Exercise
Tally the lines below that contain "blue" and reply with only the tally.

Provided material
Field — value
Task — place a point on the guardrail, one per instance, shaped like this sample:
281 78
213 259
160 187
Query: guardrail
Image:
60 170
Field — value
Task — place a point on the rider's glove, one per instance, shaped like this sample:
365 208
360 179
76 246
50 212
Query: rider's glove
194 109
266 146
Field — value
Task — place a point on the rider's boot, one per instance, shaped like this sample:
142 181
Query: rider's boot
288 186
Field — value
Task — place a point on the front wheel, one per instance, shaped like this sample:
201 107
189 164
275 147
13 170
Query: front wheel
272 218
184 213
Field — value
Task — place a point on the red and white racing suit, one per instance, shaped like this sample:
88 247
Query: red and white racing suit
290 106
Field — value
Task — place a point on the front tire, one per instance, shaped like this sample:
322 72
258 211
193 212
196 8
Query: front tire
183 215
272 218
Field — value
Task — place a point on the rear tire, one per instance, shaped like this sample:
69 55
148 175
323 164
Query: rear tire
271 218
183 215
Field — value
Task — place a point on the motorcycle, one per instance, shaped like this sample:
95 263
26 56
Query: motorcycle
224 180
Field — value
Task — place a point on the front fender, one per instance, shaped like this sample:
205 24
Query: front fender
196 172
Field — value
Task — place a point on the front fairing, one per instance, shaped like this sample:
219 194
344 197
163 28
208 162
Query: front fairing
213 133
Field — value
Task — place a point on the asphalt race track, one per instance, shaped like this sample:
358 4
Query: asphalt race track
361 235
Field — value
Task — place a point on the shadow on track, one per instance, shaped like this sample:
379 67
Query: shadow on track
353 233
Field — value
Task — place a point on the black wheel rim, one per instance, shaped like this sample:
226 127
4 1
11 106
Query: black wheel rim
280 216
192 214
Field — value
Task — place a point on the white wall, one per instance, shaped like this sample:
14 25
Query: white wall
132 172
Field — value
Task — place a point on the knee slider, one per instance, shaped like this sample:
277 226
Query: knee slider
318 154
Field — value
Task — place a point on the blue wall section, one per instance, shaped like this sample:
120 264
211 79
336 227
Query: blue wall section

...

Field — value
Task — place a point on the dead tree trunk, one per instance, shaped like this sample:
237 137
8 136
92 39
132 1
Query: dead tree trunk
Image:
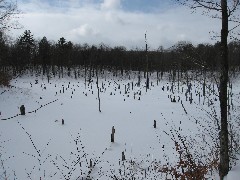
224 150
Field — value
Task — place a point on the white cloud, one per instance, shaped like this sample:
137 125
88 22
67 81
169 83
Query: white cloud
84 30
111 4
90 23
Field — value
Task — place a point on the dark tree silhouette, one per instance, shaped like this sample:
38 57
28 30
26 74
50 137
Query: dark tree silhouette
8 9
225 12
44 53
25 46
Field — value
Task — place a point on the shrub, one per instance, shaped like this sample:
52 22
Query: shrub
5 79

Exercise solution
2